* WHAT IS EXPECTED *
Copy the items word for word, starting at the line containing "Place a point on every instance of the grey" and ending at the line containing "pixel 168 227", with both of those lines included.

* MATERIAL FOR THIS TASK *
===

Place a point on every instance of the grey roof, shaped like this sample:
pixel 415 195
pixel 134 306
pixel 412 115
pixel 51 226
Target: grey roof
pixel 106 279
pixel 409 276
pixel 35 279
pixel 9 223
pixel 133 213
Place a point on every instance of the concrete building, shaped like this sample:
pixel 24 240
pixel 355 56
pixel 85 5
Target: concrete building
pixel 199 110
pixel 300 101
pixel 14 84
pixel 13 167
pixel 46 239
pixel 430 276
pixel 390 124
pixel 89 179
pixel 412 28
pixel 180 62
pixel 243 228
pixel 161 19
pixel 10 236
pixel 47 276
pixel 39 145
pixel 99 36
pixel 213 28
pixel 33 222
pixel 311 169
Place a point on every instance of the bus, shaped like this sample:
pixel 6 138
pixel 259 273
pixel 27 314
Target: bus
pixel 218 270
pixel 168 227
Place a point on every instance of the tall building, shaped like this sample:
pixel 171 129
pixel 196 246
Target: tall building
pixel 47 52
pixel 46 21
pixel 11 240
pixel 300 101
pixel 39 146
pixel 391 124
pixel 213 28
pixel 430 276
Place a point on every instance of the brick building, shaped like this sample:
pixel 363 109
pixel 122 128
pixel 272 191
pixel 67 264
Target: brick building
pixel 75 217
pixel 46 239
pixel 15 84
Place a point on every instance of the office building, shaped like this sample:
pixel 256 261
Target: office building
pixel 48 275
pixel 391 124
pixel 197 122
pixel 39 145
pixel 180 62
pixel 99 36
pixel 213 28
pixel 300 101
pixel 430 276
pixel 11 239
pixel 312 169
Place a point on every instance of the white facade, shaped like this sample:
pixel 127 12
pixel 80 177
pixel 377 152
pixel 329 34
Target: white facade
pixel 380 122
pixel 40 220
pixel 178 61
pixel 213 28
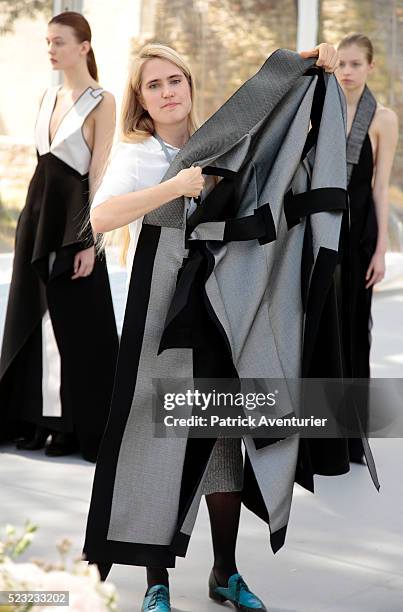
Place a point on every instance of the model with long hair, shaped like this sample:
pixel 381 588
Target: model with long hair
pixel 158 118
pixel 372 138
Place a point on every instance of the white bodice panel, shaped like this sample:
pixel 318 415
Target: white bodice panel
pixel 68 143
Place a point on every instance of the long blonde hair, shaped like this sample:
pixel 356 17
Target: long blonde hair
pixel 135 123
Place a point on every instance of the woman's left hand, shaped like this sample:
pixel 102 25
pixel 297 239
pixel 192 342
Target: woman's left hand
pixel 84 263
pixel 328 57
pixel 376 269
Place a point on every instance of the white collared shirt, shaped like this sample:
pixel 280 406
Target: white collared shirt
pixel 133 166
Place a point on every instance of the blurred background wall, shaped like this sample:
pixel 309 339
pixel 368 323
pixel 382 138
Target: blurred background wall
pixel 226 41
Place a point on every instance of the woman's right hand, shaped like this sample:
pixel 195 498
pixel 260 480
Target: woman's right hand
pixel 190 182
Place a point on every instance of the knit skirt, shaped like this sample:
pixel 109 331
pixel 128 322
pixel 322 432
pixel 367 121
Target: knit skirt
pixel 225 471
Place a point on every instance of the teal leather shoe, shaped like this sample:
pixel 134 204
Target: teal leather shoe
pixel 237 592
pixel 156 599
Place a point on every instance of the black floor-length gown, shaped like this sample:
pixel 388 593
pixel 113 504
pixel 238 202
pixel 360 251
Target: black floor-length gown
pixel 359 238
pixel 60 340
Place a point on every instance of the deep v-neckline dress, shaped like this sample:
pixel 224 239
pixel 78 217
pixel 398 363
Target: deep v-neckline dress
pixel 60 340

===

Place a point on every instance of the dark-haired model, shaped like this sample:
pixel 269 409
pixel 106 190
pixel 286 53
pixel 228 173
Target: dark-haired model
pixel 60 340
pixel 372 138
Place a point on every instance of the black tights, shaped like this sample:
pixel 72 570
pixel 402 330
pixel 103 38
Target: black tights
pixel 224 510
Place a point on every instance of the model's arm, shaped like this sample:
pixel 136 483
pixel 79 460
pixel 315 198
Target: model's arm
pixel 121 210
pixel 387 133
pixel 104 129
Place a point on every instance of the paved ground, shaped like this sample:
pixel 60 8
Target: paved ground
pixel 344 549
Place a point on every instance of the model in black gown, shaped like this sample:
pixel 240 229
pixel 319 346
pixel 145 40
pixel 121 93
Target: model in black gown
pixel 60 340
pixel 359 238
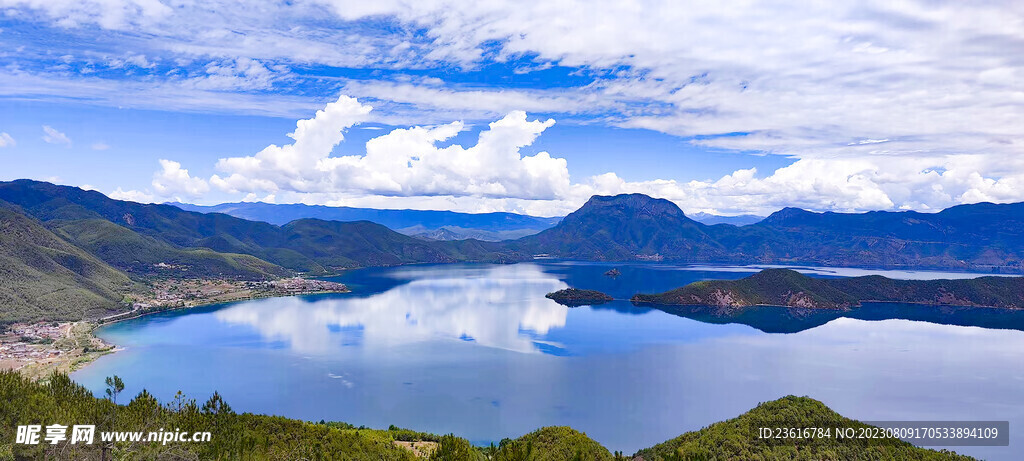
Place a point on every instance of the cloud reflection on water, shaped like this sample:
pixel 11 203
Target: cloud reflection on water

===

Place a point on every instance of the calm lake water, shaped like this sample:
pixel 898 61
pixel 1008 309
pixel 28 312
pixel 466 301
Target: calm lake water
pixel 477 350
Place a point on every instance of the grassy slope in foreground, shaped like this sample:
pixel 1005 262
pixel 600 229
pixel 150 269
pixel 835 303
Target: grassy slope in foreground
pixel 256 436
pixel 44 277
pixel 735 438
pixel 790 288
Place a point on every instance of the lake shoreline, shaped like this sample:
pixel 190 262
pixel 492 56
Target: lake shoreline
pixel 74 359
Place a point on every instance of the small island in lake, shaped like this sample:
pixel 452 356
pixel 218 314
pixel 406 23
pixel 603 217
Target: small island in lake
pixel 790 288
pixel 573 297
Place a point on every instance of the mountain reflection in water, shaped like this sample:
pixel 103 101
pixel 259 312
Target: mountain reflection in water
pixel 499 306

===

* RESPONSE *
Place a point on every instance of the grey roof, shaped like this sample:
pixel 415 195
pixel 134 306
pixel 412 115
pixel 51 226
Target: grey roof
pixel 106 279
pixel 409 276
pixel 35 279
pixel 9 223
pixel 133 213
Place a point on every instance of the concrete building, shaped like this sample:
pixel 24 240
pixel 355 56
pixel 85 5
Target: concrete building
pixel 199 110
pixel 300 101
pixel 14 84
pixel 13 167
pixel 46 239
pixel 430 276
pixel 390 124
pixel 89 179
pixel 412 28
pixel 180 62
pixel 243 228
pixel 161 19
pixel 10 236
pixel 47 276
pixel 39 145
pixel 99 36
pixel 213 28
pixel 33 222
pixel 311 169
Place a point on every instance of the bus, shaped like this sample:
pixel 6 138
pixel 259 273
pixel 27 314
Target: bus
pixel 218 270
pixel 168 227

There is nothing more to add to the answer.